======== Records to process ========
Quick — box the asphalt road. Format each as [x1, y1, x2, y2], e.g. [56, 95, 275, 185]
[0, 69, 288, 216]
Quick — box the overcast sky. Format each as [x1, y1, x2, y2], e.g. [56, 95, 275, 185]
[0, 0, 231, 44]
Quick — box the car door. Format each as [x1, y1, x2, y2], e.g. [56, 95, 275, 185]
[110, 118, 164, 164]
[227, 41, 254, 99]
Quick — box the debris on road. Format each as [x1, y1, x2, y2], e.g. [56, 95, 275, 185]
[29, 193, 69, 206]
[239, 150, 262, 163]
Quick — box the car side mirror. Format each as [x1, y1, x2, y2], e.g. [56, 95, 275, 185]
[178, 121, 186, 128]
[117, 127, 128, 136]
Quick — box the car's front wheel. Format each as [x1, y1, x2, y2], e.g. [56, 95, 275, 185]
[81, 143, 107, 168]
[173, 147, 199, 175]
========
▶ Requirements: Copy out all of the entries above word for word, changing nothing.

▶ Correct answer:
Quick — box the asphalt road. Format each as [x1, y1, x2, y2], e.g. [56, 95, 275, 185]
[0, 69, 288, 216]
Quick — box the overcast sky. Format each as [x1, y1, x2, y2], e.g. [56, 95, 275, 185]
[0, 0, 231, 44]
Quick — box the car door. Format each as [x1, y1, x2, y2], e.g. [56, 95, 275, 185]
[110, 118, 164, 164]
[227, 41, 254, 99]
Quick — box the debris on road. Format each as [x1, y1, x2, y2], e.g. [56, 95, 275, 185]
[29, 193, 69, 206]
[239, 150, 262, 163]
Quick — box the car side mirror. Format each as [x1, y1, x2, y2], e.g. [56, 95, 275, 185]
[178, 121, 186, 128]
[117, 127, 128, 136]
Quick — box the car's front wheel. Format each as [x1, y1, x2, y2], e.g. [56, 95, 275, 185]
[81, 143, 107, 168]
[173, 147, 199, 175]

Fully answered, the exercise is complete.